- **WORK TO BE COMPLETED**:
Can you write out the passage below on dealing with difficult people, word for word?

- **PASSAGE SHOWN**:
There are two factors that make up a conversation: The topic being discussed, and the relationship between the people having the discussion.
Not being able to separate the two can lead to conflict and a breakdown in the relationship.
By separating the person from the issue and keeping it from being personal, you will have a better chance of encouraging cooperation and keeping the respect of that friend.
And always keep in mind – you may be your difficult person’s difficult person…
6. Learn from the experience
As these techniques are essentially communication tools (because we’re discussing how to deal with and diffuse annoying people, not punch their face in, right?) – it is extremely beneficial to take each one of these difficult situations and turn it into a learning experience.
This way you are fine tuning your skills at handling these situations and will become more adept in the long run.
As exhausting as it may be trying to deal with a difficult person, asking yourself “what can I learn and take away from this experience” will help you gain at least one positive outlook from the encounter.
7. Use humour to diffuse
One of my favourites, which can be EXTREMELY effective if used well and by the right person, is to inject some appropriately placed humour into an exchange with a annoying person.
By not being reactive, but finding a humorous side to the conflict, you are able to show
detachment from the issue, and help to disarm the emotion of the other person.
Of course, using inappropriate humour can have the opposite effect, so tread carefully.
Humour really is a powerful communication tool, which can bring out the truth and opinions, while remaining cool, calm, and collected.

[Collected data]
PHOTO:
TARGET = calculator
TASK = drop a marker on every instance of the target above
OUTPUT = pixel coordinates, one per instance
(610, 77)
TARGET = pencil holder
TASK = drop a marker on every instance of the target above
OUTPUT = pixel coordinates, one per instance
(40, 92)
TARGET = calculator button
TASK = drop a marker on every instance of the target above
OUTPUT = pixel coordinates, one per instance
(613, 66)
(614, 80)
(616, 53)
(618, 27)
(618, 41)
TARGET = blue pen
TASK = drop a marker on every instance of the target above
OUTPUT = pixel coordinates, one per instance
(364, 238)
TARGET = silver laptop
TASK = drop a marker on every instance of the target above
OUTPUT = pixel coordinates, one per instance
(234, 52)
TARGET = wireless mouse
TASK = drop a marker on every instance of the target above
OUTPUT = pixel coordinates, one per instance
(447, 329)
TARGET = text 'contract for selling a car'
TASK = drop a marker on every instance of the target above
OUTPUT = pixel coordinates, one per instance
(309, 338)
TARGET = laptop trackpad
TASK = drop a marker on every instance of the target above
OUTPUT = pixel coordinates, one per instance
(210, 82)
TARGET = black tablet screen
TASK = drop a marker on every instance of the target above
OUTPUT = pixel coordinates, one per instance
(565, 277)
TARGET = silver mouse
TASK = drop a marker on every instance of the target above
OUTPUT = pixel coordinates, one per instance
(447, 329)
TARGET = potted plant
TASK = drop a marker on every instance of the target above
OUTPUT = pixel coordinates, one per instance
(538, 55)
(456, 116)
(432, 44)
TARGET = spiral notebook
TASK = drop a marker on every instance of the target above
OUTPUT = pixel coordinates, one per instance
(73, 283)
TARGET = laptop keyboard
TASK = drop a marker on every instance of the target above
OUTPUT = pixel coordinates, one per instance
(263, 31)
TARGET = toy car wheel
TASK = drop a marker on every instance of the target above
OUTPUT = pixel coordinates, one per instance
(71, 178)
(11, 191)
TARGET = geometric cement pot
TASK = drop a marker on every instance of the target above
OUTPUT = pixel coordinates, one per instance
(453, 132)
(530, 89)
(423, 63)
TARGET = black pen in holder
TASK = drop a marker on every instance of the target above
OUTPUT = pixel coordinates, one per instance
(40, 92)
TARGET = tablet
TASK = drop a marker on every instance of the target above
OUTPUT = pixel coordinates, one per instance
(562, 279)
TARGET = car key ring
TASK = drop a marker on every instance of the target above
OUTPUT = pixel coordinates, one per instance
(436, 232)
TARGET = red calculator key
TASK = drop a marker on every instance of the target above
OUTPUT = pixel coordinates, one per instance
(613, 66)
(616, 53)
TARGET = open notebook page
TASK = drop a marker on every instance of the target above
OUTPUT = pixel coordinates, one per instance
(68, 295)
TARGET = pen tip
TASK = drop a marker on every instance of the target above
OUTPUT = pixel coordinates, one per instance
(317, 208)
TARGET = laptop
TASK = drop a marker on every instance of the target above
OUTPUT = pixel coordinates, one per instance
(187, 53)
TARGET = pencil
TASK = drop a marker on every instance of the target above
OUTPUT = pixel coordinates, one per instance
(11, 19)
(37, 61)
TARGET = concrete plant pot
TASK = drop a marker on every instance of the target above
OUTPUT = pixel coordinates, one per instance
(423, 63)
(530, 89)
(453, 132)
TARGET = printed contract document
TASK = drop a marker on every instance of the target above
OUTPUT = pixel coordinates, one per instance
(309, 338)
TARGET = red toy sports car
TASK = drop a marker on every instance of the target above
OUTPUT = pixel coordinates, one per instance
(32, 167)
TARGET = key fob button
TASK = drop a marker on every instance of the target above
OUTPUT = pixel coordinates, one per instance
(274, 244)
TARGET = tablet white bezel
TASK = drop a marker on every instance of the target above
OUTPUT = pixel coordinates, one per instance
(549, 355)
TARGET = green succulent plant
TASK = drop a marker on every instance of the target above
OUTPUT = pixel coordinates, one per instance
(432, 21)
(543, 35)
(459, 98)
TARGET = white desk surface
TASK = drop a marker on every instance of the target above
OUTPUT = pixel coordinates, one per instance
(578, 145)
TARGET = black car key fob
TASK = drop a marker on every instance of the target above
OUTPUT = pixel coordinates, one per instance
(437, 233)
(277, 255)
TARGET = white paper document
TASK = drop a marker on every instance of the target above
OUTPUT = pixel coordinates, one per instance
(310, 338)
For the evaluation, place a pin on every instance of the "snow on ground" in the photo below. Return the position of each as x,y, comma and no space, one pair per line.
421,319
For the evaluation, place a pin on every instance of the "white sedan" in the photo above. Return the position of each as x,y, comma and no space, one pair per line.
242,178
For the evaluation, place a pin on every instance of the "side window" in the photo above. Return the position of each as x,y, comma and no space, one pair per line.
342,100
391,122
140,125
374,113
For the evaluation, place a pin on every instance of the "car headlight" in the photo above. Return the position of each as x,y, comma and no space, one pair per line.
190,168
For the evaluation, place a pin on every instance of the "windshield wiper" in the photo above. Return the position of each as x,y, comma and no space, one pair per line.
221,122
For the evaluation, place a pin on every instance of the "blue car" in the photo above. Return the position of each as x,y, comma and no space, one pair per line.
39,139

- **REPLY TO THE TASK**:
There are two factors that make up a conversation: The topic being discussed, and the relationship between the people having the discussion.
Not being able to separate the two can lead to conflict and a breakdown in the relationship.
By separating the person from the issue and keeping it from being personal, you will have a better chance of encouraging cooperation and keeping the respect of that friend.
And always keep in mind – you may be your difficult person’s difficult person…
6. Learn from the experience
As these techniques are essentially communication tools (because we’re discussing how to deal with and diffuse annoying people, not punch their face in, right?) – it is extremely beneficial to take each one of these difficult situations and turn it into a learning experience.
This way you are fine tuning your skills at handling these situations and will become more adept in the long run.
As exhausting as it may be trying to deal with a difficult person, asking yourself “what can I learn and take away from this experience” will help you gain at least one positive outlook from the encounter.
7. Use humour to diffuse
One of my favourites, which can be EXTREMELY effective if used well and by the right person, is to inject some appropriately placed humour into an exchange with a annoying person.
By not being reactive, but finding a humorous side to the conflict, you are able to show
detachment from the issue, and help to disarm the emotion of the other person.
Of course, using inappropriate humour can have the opposite effect, so tread carefully.
Humour really is a powerful communication tool, which can bring out the truth and opinions, while remaining cool, calm, and collected.